Dataset entries
━━━━━━━━━━

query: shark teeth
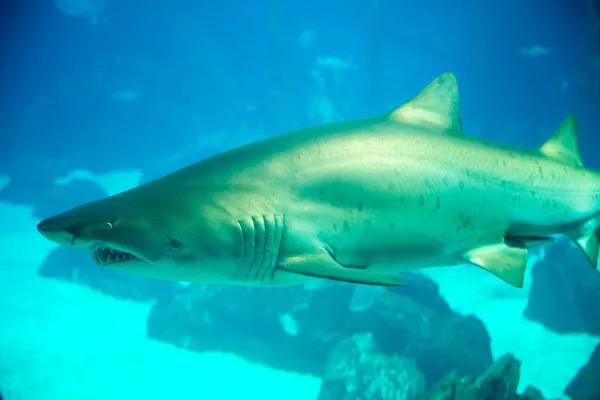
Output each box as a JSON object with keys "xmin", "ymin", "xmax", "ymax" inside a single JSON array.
[{"xmin": 89, "ymin": 245, "xmax": 136, "ymax": 266}]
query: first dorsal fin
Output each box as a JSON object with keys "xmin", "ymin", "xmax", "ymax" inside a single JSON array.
[
  {"xmin": 539, "ymin": 115, "xmax": 583, "ymax": 167},
  {"xmin": 389, "ymin": 72, "xmax": 463, "ymax": 134}
]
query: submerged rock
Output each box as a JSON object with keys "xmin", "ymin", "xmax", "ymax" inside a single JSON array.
[
  {"xmin": 147, "ymin": 273, "xmax": 493, "ymax": 386},
  {"xmin": 524, "ymin": 239, "xmax": 600, "ymax": 335},
  {"xmin": 366, "ymin": 283, "xmax": 492, "ymax": 385},
  {"xmin": 565, "ymin": 343, "xmax": 600, "ymax": 400},
  {"xmin": 427, "ymin": 354, "xmax": 546, "ymax": 400},
  {"xmin": 318, "ymin": 332, "xmax": 425, "ymax": 400}
]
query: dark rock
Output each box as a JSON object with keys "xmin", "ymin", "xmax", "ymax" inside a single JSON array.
[
  {"xmin": 565, "ymin": 343, "xmax": 600, "ymax": 400},
  {"xmin": 366, "ymin": 287, "xmax": 492, "ymax": 385},
  {"xmin": 147, "ymin": 273, "xmax": 493, "ymax": 387},
  {"xmin": 1, "ymin": 172, "xmax": 107, "ymax": 220},
  {"xmin": 427, "ymin": 354, "xmax": 546, "ymax": 400},
  {"xmin": 147, "ymin": 284, "xmax": 335, "ymax": 374},
  {"xmin": 318, "ymin": 332, "xmax": 425, "ymax": 400},
  {"xmin": 388, "ymin": 272, "xmax": 454, "ymax": 317},
  {"xmin": 0, "ymin": 162, "xmax": 67, "ymax": 208},
  {"xmin": 523, "ymin": 238, "xmax": 600, "ymax": 335},
  {"xmin": 38, "ymin": 246, "xmax": 179, "ymax": 302},
  {"xmin": 521, "ymin": 387, "xmax": 545, "ymax": 400}
]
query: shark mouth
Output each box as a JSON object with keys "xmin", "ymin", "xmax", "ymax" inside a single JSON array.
[{"xmin": 89, "ymin": 245, "xmax": 137, "ymax": 266}]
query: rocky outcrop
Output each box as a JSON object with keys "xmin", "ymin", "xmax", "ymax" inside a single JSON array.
[
  {"xmin": 318, "ymin": 333, "xmax": 425, "ymax": 400},
  {"xmin": 147, "ymin": 273, "xmax": 493, "ymax": 387},
  {"xmin": 523, "ymin": 239, "xmax": 600, "ymax": 335},
  {"xmin": 364, "ymin": 280, "xmax": 492, "ymax": 385},
  {"xmin": 565, "ymin": 343, "xmax": 600, "ymax": 400},
  {"xmin": 427, "ymin": 354, "xmax": 545, "ymax": 400}
]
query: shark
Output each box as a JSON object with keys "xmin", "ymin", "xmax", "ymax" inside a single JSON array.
[{"xmin": 37, "ymin": 73, "xmax": 600, "ymax": 289}]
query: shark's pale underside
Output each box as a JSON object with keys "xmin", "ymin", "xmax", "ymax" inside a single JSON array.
[{"xmin": 37, "ymin": 73, "xmax": 600, "ymax": 288}]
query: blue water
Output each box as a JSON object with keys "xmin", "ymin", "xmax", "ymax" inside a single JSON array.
[{"xmin": 0, "ymin": 1, "xmax": 599, "ymax": 399}]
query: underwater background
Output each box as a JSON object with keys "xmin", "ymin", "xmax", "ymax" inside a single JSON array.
[{"xmin": 1, "ymin": 0, "xmax": 600, "ymax": 399}]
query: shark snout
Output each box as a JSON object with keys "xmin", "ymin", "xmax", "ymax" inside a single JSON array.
[{"xmin": 37, "ymin": 217, "xmax": 78, "ymax": 247}]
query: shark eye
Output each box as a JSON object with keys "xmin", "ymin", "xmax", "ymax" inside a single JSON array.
[{"xmin": 102, "ymin": 222, "xmax": 113, "ymax": 230}]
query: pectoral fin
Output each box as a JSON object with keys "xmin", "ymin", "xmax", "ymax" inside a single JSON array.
[
  {"xmin": 278, "ymin": 252, "xmax": 405, "ymax": 286},
  {"xmin": 462, "ymin": 243, "xmax": 528, "ymax": 288}
]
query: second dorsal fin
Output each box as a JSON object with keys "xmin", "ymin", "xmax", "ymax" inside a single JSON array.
[
  {"xmin": 389, "ymin": 72, "xmax": 463, "ymax": 134},
  {"xmin": 539, "ymin": 114, "xmax": 583, "ymax": 167}
]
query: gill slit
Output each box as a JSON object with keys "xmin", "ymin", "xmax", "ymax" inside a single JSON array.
[{"xmin": 237, "ymin": 214, "xmax": 284, "ymax": 283}]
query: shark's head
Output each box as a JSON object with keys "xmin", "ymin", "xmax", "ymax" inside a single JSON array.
[
  {"xmin": 37, "ymin": 195, "xmax": 165, "ymax": 267},
  {"xmin": 36, "ymin": 187, "xmax": 239, "ymax": 281}
]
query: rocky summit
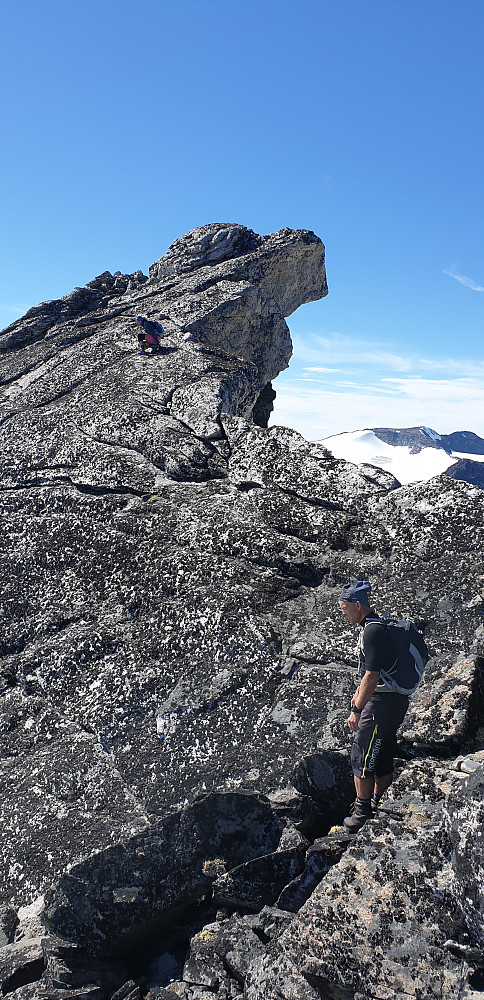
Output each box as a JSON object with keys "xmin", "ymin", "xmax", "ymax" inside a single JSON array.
[{"xmin": 0, "ymin": 223, "xmax": 483, "ymax": 1000}]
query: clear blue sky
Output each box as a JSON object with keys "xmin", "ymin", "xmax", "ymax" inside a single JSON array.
[{"xmin": 2, "ymin": 0, "xmax": 483, "ymax": 438}]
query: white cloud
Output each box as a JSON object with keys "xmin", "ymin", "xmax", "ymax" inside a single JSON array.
[
  {"xmin": 417, "ymin": 357, "xmax": 484, "ymax": 376},
  {"xmin": 291, "ymin": 333, "xmax": 484, "ymax": 379},
  {"xmin": 292, "ymin": 333, "xmax": 414, "ymax": 371},
  {"xmin": 271, "ymin": 377, "xmax": 484, "ymax": 440},
  {"xmin": 444, "ymin": 268, "xmax": 484, "ymax": 292},
  {"xmin": 274, "ymin": 329, "xmax": 484, "ymax": 440},
  {"xmin": 304, "ymin": 366, "xmax": 345, "ymax": 373},
  {"xmin": 382, "ymin": 376, "xmax": 484, "ymax": 402}
]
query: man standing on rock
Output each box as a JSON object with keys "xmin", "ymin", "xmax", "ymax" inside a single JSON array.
[{"xmin": 338, "ymin": 580, "xmax": 411, "ymax": 833}]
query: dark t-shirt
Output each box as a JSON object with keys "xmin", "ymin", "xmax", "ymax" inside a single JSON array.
[
  {"xmin": 359, "ymin": 614, "xmax": 408, "ymax": 707},
  {"xmin": 360, "ymin": 619, "xmax": 395, "ymax": 674}
]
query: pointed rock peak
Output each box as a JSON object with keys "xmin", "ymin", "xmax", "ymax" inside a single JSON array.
[
  {"xmin": 148, "ymin": 225, "xmax": 327, "ymax": 315},
  {"xmin": 149, "ymin": 223, "xmax": 262, "ymax": 278}
]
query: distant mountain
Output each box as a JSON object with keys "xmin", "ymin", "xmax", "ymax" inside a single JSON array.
[
  {"xmin": 320, "ymin": 426, "xmax": 484, "ymax": 488},
  {"xmin": 441, "ymin": 430, "xmax": 484, "ymax": 454}
]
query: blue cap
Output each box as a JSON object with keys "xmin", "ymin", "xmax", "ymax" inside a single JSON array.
[
  {"xmin": 136, "ymin": 315, "xmax": 144, "ymax": 322},
  {"xmin": 339, "ymin": 580, "xmax": 371, "ymax": 604}
]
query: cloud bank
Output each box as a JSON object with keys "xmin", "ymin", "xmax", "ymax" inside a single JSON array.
[{"xmin": 270, "ymin": 332, "xmax": 484, "ymax": 441}]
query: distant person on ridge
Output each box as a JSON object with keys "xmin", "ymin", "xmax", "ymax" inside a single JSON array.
[
  {"xmin": 338, "ymin": 579, "xmax": 428, "ymax": 833},
  {"xmin": 136, "ymin": 315, "xmax": 165, "ymax": 354}
]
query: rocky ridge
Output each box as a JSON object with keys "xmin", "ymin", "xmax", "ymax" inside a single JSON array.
[{"xmin": 0, "ymin": 224, "xmax": 483, "ymax": 1000}]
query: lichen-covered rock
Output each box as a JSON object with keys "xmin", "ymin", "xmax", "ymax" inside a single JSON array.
[
  {"xmin": 444, "ymin": 767, "xmax": 484, "ymax": 951},
  {"xmin": 1, "ymin": 223, "xmax": 484, "ymax": 1000},
  {"xmin": 402, "ymin": 653, "xmax": 484, "ymax": 746},
  {"xmin": 224, "ymin": 417, "xmax": 398, "ymax": 503},
  {"xmin": 0, "ymin": 225, "xmax": 326, "ymax": 491},
  {"xmin": 271, "ymin": 761, "xmax": 484, "ymax": 1000}
]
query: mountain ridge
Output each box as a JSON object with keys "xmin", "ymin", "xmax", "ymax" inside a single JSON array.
[
  {"xmin": 320, "ymin": 424, "xmax": 484, "ymax": 487},
  {"xmin": 1, "ymin": 227, "xmax": 483, "ymax": 1000}
]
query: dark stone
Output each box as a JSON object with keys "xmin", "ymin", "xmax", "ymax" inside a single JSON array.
[
  {"xmin": 145, "ymin": 990, "xmax": 180, "ymax": 1000},
  {"xmin": 277, "ymin": 836, "xmax": 351, "ymax": 912},
  {"xmin": 291, "ymin": 751, "xmax": 354, "ymax": 820},
  {"xmin": 441, "ymin": 430, "xmax": 484, "ymax": 455},
  {"xmin": 210, "ymin": 914, "xmax": 267, "ymax": 982},
  {"xmin": 252, "ymin": 382, "xmax": 276, "ymax": 428},
  {"xmin": 445, "ymin": 457, "xmax": 484, "ymax": 488},
  {"xmin": 44, "ymin": 791, "xmax": 282, "ymax": 950},
  {"xmin": 371, "ymin": 426, "xmax": 451, "ymax": 453},
  {"xmin": 0, "ymin": 940, "xmax": 45, "ymax": 995},
  {"xmin": 212, "ymin": 847, "xmax": 305, "ymax": 910},
  {"xmin": 244, "ymin": 905, "xmax": 295, "ymax": 941},
  {"xmin": 0, "ymin": 906, "xmax": 18, "ymax": 947},
  {"xmin": 110, "ymin": 981, "xmax": 140, "ymax": 1000}
]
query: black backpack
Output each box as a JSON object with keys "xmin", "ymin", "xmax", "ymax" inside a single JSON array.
[{"xmin": 360, "ymin": 617, "xmax": 430, "ymax": 696}]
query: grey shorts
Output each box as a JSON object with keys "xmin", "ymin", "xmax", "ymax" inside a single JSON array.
[{"xmin": 351, "ymin": 695, "xmax": 409, "ymax": 778}]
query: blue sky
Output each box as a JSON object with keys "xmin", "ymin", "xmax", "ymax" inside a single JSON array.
[{"xmin": 1, "ymin": 0, "xmax": 483, "ymax": 438}]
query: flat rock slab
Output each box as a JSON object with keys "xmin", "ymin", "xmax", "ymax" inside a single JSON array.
[{"xmin": 44, "ymin": 791, "xmax": 282, "ymax": 949}]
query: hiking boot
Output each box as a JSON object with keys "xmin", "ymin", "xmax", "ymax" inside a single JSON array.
[
  {"xmin": 343, "ymin": 798, "xmax": 372, "ymax": 833},
  {"xmin": 347, "ymin": 795, "xmax": 380, "ymax": 816}
]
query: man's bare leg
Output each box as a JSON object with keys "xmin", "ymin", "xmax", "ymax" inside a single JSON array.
[
  {"xmin": 354, "ymin": 776, "xmax": 373, "ymax": 800},
  {"xmin": 374, "ymin": 773, "xmax": 393, "ymax": 797},
  {"xmin": 354, "ymin": 772, "xmax": 393, "ymax": 802}
]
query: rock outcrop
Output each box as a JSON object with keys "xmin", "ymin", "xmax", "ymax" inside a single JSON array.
[{"xmin": 1, "ymin": 224, "xmax": 483, "ymax": 1000}]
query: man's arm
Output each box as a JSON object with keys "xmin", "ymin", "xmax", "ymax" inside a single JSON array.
[{"xmin": 347, "ymin": 670, "xmax": 379, "ymax": 732}]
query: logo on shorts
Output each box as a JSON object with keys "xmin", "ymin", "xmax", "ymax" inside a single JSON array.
[{"xmin": 365, "ymin": 736, "xmax": 383, "ymax": 774}]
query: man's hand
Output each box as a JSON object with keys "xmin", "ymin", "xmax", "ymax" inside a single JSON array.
[
  {"xmin": 347, "ymin": 710, "xmax": 360, "ymax": 732},
  {"xmin": 346, "ymin": 672, "xmax": 379, "ymax": 732},
  {"xmin": 347, "ymin": 685, "xmax": 361, "ymax": 730}
]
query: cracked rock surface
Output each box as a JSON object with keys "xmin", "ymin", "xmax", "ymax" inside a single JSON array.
[{"xmin": 1, "ymin": 223, "xmax": 483, "ymax": 999}]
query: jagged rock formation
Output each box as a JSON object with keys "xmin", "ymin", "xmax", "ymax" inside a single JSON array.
[{"xmin": 0, "ymin": 224, "xmax": 483, "ymax": 1000}]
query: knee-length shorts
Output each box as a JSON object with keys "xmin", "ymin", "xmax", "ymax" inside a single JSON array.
[{"xmin": 351, "ymin": 695, "xmax": 409, "ymax": 778}]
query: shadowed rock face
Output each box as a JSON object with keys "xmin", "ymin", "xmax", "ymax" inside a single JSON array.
[{"xmin": 1, "ymin": 225, "xmax": 483, "ymax": 1000}]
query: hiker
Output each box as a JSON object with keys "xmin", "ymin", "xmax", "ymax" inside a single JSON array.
[
  {"xmin": 338, "ymin": 579, "xmax": 425, "ymax": 833},
  {"xmin": 136, "ymin": 315, "xmax": 165, "ymax": 354}
]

━━━━━━━━━━

All that should be written out is the stretch of lines above between the one holding "query: rocky ridge" and the one holding "query: dark stone", inclusive, exactly as given.

- [RESPONSE AREA]:
query: rocky ridge
Output each box as a JSON object with keys "xmin", "ymin", "xmax", "ymax" inside a single JSON array.
[{"xmin": 0, "ymin": 224, "xmax": 483, "ymax": 1000}]
query: lichen-covered rock
Output each box as a JSON object with keys "xmin", "ymin", "xmax", "ymax" inside a single JSON array.
[
  {"xmin": 444, "ymin": 767, "xmax": 484, "ymax": 951},
  {"xmin": 1, "ymin": 223, "xmax": 484, "ymax": 1000},
  {"xmin": 402, "ymin": 653, "xmax": 484, "ymax": 746},
  {"xmin": 224, "ymin": 417, "xmax": 398, "ymax": 503},
  {"xmin": 0, "ymin": 225, "xmax": 326, "ymax": 491},
  {"xmin": 271, "ymin": 761, "xmax": 484, "ymax": 1000}
]
query: mountain ridge
Output each box as a JSON object with keys "xmin", "ymin", "xmax", "ymax" inside a single JSON array.
[
  {"xmin": 320, "ymin": 424, "xmax": 484, "ymax": 487},
  {"xmin": 1, "ymin": 227, "xmax": 483, "ymax": 1000}
]
query: dark stone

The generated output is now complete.